Directives:
[A] For each statement below, say whether it agrees with the L-system excerpt that follows. Answer yes or no, and quote the deciding words of the excerpt exactly. (i) The letter one starts with is properly called the axiom. (ii) Each consecutive run with the find and replace rules is properly called a generation. (iii) After several runs, the string stays roughly the same size.
[B] Write out the L-system excerpt below from "Ah. Now we're" to "of this post.", substituting "iterations" for "generations".

Document excerpt:
□ □ □ □

Hrm. Interesting. What happens if I do it again?

f+h+f-h-f-h-f+h+f

Ah. Now we're getting somewhere. Here are the next 2 runs for reference:

Run 3:

h-f-h+f+h+f+h-f-h-f+h+f-h-f-h-f+h+f-h-f-h+f+h+f+h-f-h

Run 4:

f+h+f-h-f-h-f+h+f+h-f-h+f+h+f+h-f-h+f+h+f-h-f-h-f+h+f-h-f-h+f+h+f+h-f-h-f+h+f-h-f-h-f+h+f-h-f-h+f+h+f+h-f-h-f+h+f-h-f-h-f+h+f+h-f-h+f+h+f+h-f-h+f+h+f-h-f-h-f+h+f

Now that we have run it a few times, it's started to really blow up in size. The proper term for the letter we started with is the axiom, and each consecutive run we did with the find and replace rules are really called generations. This is the underlying principle of an L System. While this is cool, I'm sure you're asking how I turned the long string above into the animation at the beginning of this post.

□ □ □ □

Record excerpts:
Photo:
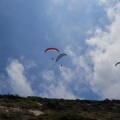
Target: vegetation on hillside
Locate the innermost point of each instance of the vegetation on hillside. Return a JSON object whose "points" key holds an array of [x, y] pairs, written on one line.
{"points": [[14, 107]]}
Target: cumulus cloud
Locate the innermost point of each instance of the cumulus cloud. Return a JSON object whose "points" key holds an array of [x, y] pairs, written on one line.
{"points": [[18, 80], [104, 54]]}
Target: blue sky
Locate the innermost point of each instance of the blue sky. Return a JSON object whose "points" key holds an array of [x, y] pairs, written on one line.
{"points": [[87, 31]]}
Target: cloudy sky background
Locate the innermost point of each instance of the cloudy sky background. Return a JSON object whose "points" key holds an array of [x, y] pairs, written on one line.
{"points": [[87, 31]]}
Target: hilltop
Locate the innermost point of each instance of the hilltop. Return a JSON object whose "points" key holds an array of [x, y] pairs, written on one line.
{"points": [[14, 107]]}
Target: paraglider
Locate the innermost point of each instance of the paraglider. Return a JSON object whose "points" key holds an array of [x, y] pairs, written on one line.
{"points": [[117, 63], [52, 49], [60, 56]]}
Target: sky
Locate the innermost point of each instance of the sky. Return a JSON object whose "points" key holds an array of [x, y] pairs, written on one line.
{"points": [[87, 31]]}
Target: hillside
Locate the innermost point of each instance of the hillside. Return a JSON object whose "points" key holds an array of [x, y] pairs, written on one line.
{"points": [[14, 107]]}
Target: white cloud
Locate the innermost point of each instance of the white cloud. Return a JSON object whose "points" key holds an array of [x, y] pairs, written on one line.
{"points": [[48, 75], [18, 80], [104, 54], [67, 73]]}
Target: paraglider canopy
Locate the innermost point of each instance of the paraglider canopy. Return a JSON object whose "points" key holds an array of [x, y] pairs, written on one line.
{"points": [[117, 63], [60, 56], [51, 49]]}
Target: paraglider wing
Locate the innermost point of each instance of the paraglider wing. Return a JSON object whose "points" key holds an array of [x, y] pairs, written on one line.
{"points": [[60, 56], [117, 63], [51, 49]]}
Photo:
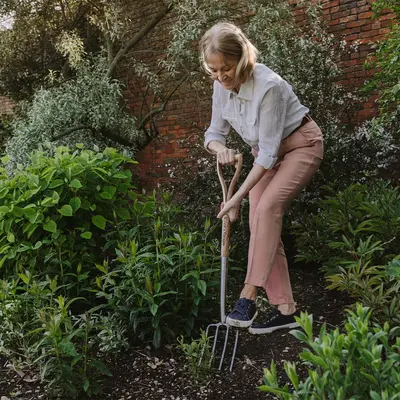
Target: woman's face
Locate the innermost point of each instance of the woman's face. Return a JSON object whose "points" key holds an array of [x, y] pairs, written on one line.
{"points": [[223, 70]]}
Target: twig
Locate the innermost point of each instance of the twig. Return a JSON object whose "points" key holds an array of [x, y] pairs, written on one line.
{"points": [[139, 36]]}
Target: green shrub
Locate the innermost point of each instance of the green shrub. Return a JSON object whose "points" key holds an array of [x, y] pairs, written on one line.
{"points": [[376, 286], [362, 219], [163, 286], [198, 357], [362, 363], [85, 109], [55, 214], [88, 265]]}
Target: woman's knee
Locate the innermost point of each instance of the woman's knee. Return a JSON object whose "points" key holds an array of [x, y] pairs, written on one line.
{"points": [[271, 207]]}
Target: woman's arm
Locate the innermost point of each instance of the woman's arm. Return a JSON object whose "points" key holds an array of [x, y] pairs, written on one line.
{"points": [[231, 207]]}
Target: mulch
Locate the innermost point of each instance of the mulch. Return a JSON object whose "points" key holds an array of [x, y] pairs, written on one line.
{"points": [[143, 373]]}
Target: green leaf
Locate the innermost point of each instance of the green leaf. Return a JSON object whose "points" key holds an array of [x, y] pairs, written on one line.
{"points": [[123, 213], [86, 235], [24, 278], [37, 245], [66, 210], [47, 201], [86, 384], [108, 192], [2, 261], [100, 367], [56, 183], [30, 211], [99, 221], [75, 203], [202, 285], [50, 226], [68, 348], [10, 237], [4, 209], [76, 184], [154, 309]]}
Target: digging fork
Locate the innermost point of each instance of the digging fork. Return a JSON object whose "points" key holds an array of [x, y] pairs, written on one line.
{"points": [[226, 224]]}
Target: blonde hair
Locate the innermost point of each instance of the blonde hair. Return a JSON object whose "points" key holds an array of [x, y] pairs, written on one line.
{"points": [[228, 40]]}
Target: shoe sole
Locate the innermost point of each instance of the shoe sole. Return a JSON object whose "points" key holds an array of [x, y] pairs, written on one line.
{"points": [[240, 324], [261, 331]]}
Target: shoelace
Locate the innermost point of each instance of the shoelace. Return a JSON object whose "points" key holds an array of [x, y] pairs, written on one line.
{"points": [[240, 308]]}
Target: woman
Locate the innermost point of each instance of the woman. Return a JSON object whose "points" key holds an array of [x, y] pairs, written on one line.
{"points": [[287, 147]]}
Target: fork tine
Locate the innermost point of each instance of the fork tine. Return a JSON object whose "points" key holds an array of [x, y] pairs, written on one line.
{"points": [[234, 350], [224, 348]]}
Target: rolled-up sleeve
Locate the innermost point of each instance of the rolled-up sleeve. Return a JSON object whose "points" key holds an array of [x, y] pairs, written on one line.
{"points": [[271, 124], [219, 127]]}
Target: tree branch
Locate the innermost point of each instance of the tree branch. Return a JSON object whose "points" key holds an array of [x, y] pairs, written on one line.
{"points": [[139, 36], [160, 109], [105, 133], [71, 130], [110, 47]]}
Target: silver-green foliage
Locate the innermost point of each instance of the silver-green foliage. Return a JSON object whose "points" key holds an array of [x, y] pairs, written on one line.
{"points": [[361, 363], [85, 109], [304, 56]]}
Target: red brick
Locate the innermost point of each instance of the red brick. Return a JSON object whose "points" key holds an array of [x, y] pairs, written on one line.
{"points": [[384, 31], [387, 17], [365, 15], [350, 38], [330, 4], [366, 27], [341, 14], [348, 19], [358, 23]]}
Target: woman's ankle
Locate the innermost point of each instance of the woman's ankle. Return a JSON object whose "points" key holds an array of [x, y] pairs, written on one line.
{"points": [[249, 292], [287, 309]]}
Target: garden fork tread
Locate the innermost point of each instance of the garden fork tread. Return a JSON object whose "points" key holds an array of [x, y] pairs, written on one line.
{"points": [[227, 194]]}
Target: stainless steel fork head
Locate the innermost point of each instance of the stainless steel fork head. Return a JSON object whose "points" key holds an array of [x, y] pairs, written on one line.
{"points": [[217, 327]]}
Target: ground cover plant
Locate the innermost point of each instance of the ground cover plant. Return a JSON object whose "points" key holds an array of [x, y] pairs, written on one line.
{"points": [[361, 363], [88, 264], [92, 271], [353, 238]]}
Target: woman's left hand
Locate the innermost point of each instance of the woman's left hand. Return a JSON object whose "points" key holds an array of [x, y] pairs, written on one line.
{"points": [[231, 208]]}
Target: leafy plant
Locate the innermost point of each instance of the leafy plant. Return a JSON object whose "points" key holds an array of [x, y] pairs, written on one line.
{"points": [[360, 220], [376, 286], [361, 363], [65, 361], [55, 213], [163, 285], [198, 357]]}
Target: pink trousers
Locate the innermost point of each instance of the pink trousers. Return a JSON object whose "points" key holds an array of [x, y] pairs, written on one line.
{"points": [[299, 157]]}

□ □ □ □

Expected answers:
[A]
(i) Yes: "The proper term for the letter we started with is the axiom"
(ii) Yes: "each consecutive run we did with the find and replace rules are really called generations"
(iii) No: "it's started to really blow up in size"

[B]
Ah. Now we're getting somewhere. Here are the next 2 runs for reference:

Run 3:

h-f-h+f+h+f+h-f-h-f+h+f-h-f-h-f+h+f-h-f-h+f+h+f+h-f-h

Run 4:

f+h+f-h-f-h-f+h+f+h-f-h+f+h+f+h-f-h+f+h+f-h-f-h-f+h+f-h-f-h+f+h+f+h-f-h-f+h+f-h-f-h-f+h+f-h-f-h+f+h+f+h-f-h-f+h+f-h-f-h-f+h+f+h-f-h+f+h+f+h-f-h+f+h+f-h-f-h-f+h+f

Now that we have run it a few times, it's started to really blow up in size. The proper term for the letter we started with is the axiom, and each consecutive run we did with the find and replace rules are really called iterations. This is the underlying principle of an L System. While this is cool, I'm sure you're asking how I turned the long string above into the animation at the beginning of this post.